McKean refers to Auchans as being amongst Scotland's principal châteaux which he defines as the dwelling of the owner of a great property, a large and beautiful pleasure house in the countryside, and records that James Wallace added the fashionable square stair-tower in the re-entrant angle, with its viewing platform and broken pediments in 1644. The spelling on Joan Blaeu's map of 1654 is 'Aghans'.

The castle stands on a slightly elevated knoll and is constructed mainly of whinstone. Cummell recorded in the 18th century that the building reminded him of the old Glasgow College buildings. The original house, with its high gables, had three principal storeys; the basement was vaulted and a stair-tower was situated externally, central to the South side. The balustraded terrace on the South side of castle was at one time enclosed within a courtyard. A new wing, three storeys and a garret in height, was at a later date added at the West end of the North wall, and a stair-tower, with a Renaissance-style doorway, was built, still visible in the present ruins. This new wing was extended still further on the North by the addition of a block with two towers. The basement of the block was vaulted; one of the towers was corbelled, square in section and its gables crow-stepped. Domestic buildings were added on the South and East sides of the courtyard.

Items listed in a dataset –

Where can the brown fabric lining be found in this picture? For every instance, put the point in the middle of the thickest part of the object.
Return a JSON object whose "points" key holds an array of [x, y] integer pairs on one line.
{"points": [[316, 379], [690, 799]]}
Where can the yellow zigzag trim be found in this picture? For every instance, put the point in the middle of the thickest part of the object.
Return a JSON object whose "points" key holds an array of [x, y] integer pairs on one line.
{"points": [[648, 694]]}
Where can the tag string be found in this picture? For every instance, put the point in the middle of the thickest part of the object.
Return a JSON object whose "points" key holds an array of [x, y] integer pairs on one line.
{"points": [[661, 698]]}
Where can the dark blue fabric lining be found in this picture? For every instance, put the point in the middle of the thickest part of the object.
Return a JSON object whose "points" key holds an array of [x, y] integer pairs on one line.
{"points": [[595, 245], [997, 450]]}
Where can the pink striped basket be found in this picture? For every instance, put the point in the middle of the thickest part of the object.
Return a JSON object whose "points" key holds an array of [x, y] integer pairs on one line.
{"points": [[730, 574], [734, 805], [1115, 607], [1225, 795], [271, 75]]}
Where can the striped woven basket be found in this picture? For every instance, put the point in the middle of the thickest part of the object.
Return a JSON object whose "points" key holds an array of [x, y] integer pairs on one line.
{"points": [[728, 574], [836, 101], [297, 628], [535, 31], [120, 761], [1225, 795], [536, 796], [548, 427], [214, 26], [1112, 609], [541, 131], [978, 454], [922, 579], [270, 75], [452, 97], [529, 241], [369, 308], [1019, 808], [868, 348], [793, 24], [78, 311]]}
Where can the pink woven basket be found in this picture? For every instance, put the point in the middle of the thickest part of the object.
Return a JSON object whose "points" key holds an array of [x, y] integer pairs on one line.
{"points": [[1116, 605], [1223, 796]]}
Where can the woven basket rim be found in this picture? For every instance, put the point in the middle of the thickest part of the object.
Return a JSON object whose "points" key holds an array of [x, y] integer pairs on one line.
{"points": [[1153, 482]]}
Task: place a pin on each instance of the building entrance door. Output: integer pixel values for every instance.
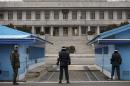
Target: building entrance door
(65, 31)
(75, 31)
(56, 31)
(47, 30)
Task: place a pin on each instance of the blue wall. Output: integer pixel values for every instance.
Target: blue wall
(5, 64)
(124, 50)
(36, 53)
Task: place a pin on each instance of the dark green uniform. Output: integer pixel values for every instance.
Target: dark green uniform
(15, 64)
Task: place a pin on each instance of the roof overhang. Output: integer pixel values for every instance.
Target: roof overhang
(113, 41)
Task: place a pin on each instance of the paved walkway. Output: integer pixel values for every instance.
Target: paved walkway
(88, 83)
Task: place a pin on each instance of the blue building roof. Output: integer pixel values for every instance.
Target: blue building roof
(13, 36)
(103, 37)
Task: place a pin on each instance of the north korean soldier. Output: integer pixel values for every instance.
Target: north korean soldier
(116, 61)
(15, 63)
(64, 60)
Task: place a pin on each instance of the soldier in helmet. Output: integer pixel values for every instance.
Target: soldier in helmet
(64, 60)
(15, 63)
(116, 61)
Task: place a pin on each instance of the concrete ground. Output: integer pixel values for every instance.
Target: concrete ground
(93, 83)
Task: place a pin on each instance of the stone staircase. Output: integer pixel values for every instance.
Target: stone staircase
(80, 43)
(83, 51)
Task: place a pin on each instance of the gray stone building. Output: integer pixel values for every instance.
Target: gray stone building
(64, 18)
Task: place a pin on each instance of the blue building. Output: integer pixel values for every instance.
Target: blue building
(106, 43)
(31, 50)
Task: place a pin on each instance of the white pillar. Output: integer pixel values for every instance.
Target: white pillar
(60, 15)
(14, 15)
(79, 30)
(23, 15)
(78, 14)
(70, 15)
(97, 15)
(124, 15)
(89, 28)
(33, 30)
(106, 15)
(32, 15)
(42, 29)
(115, 15)
(51, 30)
(42, 15)
(69, 31)
(88, 15)
(51, 15)
(98, 30)
(60, 31)
(6, 15)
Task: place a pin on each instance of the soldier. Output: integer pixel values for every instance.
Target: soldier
(15, 63)
(64, 60)
(116, 61)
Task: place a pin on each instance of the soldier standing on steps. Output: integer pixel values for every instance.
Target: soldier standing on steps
(15, 63)
(64, 60)
(116, 61)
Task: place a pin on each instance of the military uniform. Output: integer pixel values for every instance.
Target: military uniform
(116, 61)
(64, 60)
(15, 64)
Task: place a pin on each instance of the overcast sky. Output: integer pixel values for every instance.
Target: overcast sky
(21, 0)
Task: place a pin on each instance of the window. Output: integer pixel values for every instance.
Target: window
(1, 15)
(83, 15)
(128, 15)
(119, 15)
(38, 30)
(101, 14)
(65, 14)
(65, 31)
(28, 14)
(56, 14)
(110, 14)
(47, 14)
(19, 15)
(83, 30)
(74, 14)
(10, 15)
(92, 15)
(37, 15)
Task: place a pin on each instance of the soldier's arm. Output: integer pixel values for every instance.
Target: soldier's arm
(69, 58)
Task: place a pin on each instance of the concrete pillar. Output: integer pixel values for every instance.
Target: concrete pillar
(33, 30)
(51, 15)
(88, 15)
(98, 30)
(105, 15)
(32, 15)
(97, 15)
(14, 15)
(51, 30)
(79, 30)
(6, 15)
(124, 15)
(23, 15)
(70, 15)
(60, 15)
(115, 15)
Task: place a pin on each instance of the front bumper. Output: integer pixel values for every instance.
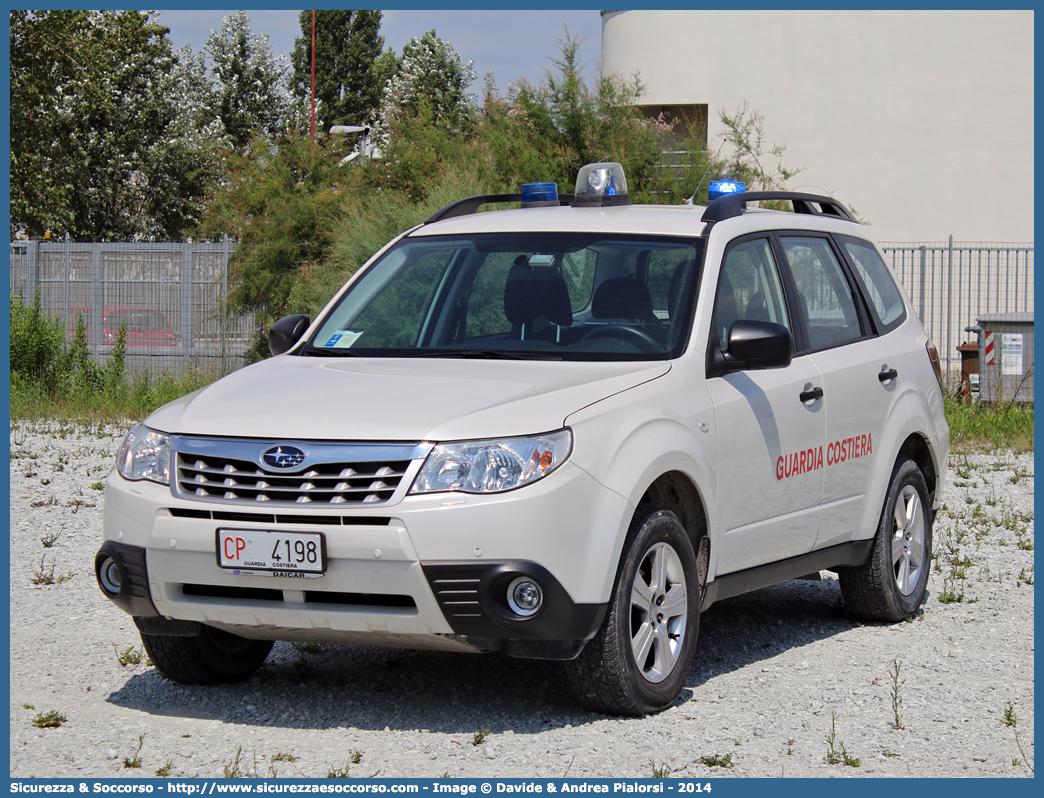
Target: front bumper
(389, 568)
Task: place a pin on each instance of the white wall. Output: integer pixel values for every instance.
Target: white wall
(922, 121)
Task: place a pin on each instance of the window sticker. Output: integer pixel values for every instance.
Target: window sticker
(342, 339)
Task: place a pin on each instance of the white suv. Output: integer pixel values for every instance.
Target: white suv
(561, 431)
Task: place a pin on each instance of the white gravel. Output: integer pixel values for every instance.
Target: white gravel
(774, 671)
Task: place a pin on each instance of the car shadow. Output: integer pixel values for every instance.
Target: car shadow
(330, 686)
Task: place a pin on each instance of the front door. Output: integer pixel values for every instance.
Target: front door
(770, 427)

TASK REQUIREMENTS –
[A] List every person named in the text about Auchans.
[B] Echo the stretch of the text about Auchans from "McKean refers to" through "1654 is 'Aghans'.".
Only the text about Auchans should be used.

TASK RESULTS –
[A] McKean, James Wallace, Joan Blaeu, Cummell

[B]
McKean refers to Auchans as being amongst Scotland's principal châteaux which he defines as the dwelling of the owner of a great property, a large and beautiful pleasure house in the countryside, and records that James Wallace added the fashionable square stair-tower in the re-entrant angle, with its viewing platform and broken pediments in 1644. The spelling on Joan Blaeu's map of 1654 is 'Aghans'.